Aim:
Copy the listing below word for word, every line included.

Entries supplied:
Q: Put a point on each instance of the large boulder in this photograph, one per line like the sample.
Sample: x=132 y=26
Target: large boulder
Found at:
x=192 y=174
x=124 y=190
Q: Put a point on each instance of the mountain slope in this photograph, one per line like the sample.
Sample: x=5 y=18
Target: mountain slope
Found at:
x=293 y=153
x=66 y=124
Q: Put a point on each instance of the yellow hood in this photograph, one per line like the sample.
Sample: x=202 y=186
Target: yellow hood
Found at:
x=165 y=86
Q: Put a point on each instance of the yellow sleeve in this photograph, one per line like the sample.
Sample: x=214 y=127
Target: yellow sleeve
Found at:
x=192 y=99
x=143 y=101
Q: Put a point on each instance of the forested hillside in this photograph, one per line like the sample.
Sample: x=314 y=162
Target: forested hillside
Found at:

Reply to the exercise:
Q: Put a point on each instance of the large boulder in this photograph, one per line like the sample.
Sample: x=132 y=26
Target: large boulder
Found at:
x=192 y=174
x=124 y=190
Q: Put a point on each instance of the mountain slope in this photograph, one per line like the sample.
Sample: x=5 y=18
Target: mountain slope
Found at:
x=293 y=153
x=66 y=124
Q: Put a point on each instance of the yellow hood in this photograph, one per line like the sample.
Sample: x=202 y=186
Target: yellow hood
Found at:
x=165 y=86
Q: Put a point on each instance of the yellow sleeve in this photograph, one per line like the sample.
Sample: x=214 y=127
Target: yellow sleeve
Found at:
x=192 y=99
x=143 y=101
Q: Put a point on each instance of the forested hillside in this photograph, one per line like the sample.
Sample: x=314 y=162
Target: forested hillside
Found at:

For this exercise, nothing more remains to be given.